» **Teks yang Ditampilkan**
┌────────
Oleh: Abed Abou Shhadeh
Sulit untuk tetap tak terusik oleh pemandangan memilukan yang muncul dari Suriah selatan, khususnya di Provinsi Suweida.
Wilayah ini tengah dilanda kekerasan sektarian di tengah momen langka: adanya konsensus regional yang melibatkan Arab Saudi, Turki, Qatar, dan Amerika Serikat (AS) —sebuah koalisi yang selama 14 tahun perang saudara berdarah mustahil dibayangkan.
Sejak kejatuhan rezim Bashar al-Assad pada Desember lalu dan naiknya Presiden Ahmed al-Sharaa, muncul harapan baru bahwa Suriah bisa memasuki babak baru yang lebih stabil dan konstruktif.
Namun, anggapan bahwa transisi ini akan berjalan mulus adalah kekeliruan besar. Perang berkepanjangan telah meninggalkan luka dalam.
Jutaan warga mengalami penderitaan luar biasa di bawah rezim Assad yang menopang kekuasaannya lewat arsitektur kekuasaan berbasis sektarian. Warisan inilah yang kini mulai muncul kembali ke permukaan.
Pekan lalu, ketegangan antar komunitas kembali meletus di Suweida ketika bentrokan terjadi antara kelompok Druze dan suku-suku Badui.
Insiden ini menegaskan kembali betapa rapuhnya tatanan sosial Suriah yang masih dihuni ribuan mantan pejuang bersenjata dan generasi muda yang belum berhasil direintegrasi ke dalam kehidupan sipil.
└────────
» **Cuplikan Data**
┌────────
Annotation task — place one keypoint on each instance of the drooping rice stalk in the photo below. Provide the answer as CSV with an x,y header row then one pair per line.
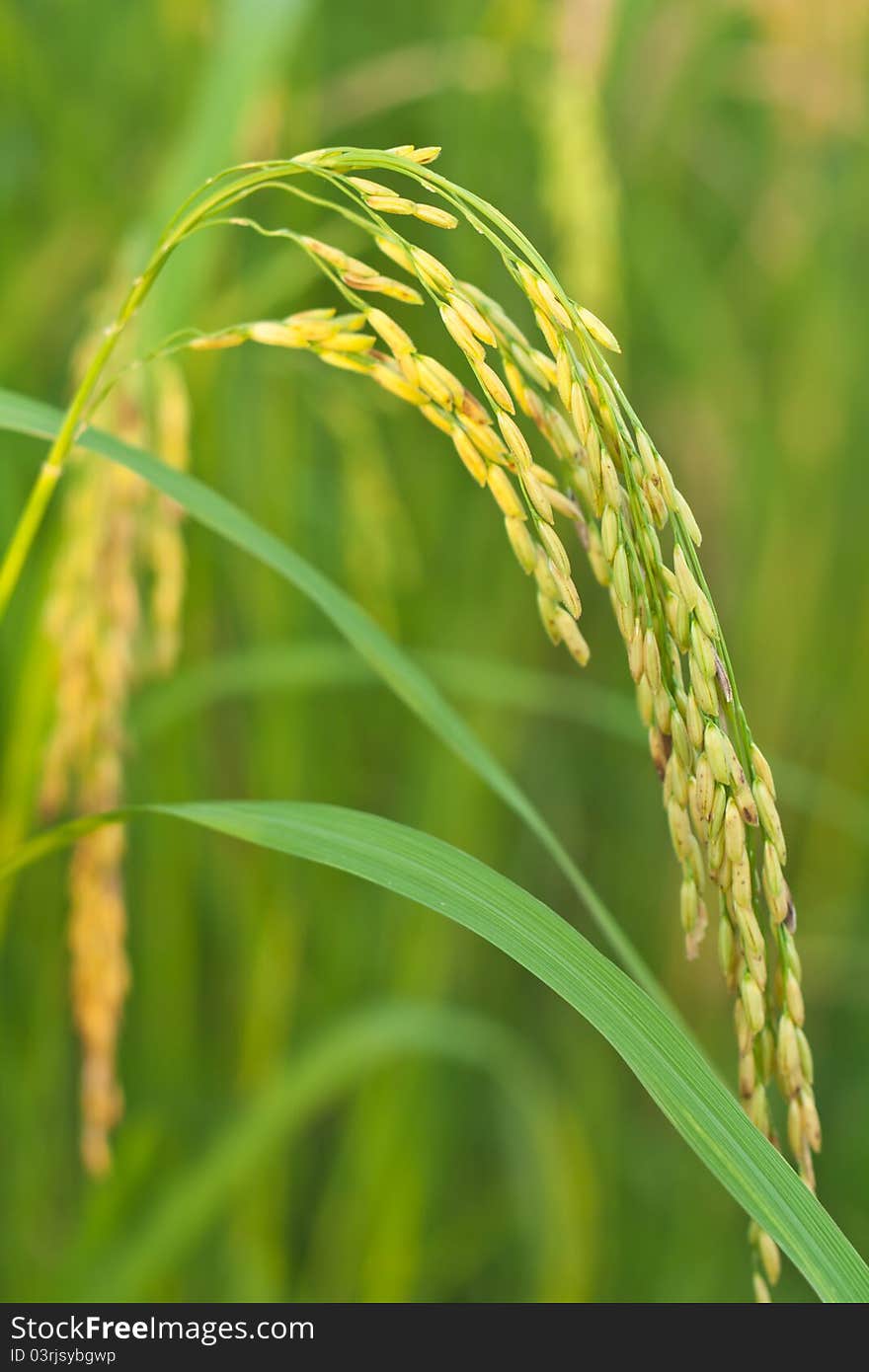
x,y
604,483
113,615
└────────
» **Yang Diharapkan**
Tulis lanjutan artikel tentang kekerasan sektarian di Provinsi Suweida, Suriah, dimulai tepat setelah kalimat terakhirnya.

» **Jawaban**
Tantangan pembangunan struktural dan sosial akan memakan waktu bertahun-tahun—dan keberhasilannya sangat bergantung pada kemampuan rezim baru untuk mempromosikan dialog nasional yang inklusif.
Sayangnya, hingga kini, proses ini belum menunjukkan kemajuan yang berarti.
Dalam situasi yang sudah genting, ketegangan diperburuk oleh serangan udara yang dilancarkan Israel terhadap pasukan pemerintah Suriah, termasuk markas militer di Damaskus.
Dalih yang digunakan adalah untuk “melindungi” komunitas Druze. Namun tak lama berselang, para pemimpin Israel justru mengeluarkan ancaman terselubung terhadap pemerintah baru Suriah dan bahkan terhadap Presiden Sharaa sendiri.
Beberapa analis di Israel mulai berbicara secara terbuka soal pembentukan wilayah otonom Druze di selatan Suriah.
Gagasan yang mengandung risiko tinggi dan menghidupkan kembali bayangan pemecahan wilayah berdasarkan etnis.
Kebuntuan strategis
Retorika tersebut mencerminkan kebuntuan strategis yang dihadapi Israel—jebakan ciptaan mereka sendiri.
Perang yang terus berlanjut di Gaza, serta doktrin keamanan Israel yang bersifat permanen, tidak hanya membawa konsekuensi moral yang tragis, tetapi juga memungkinkan Israel mengklaim peran sebagai “pelindung” minoritas di Timur Tengah.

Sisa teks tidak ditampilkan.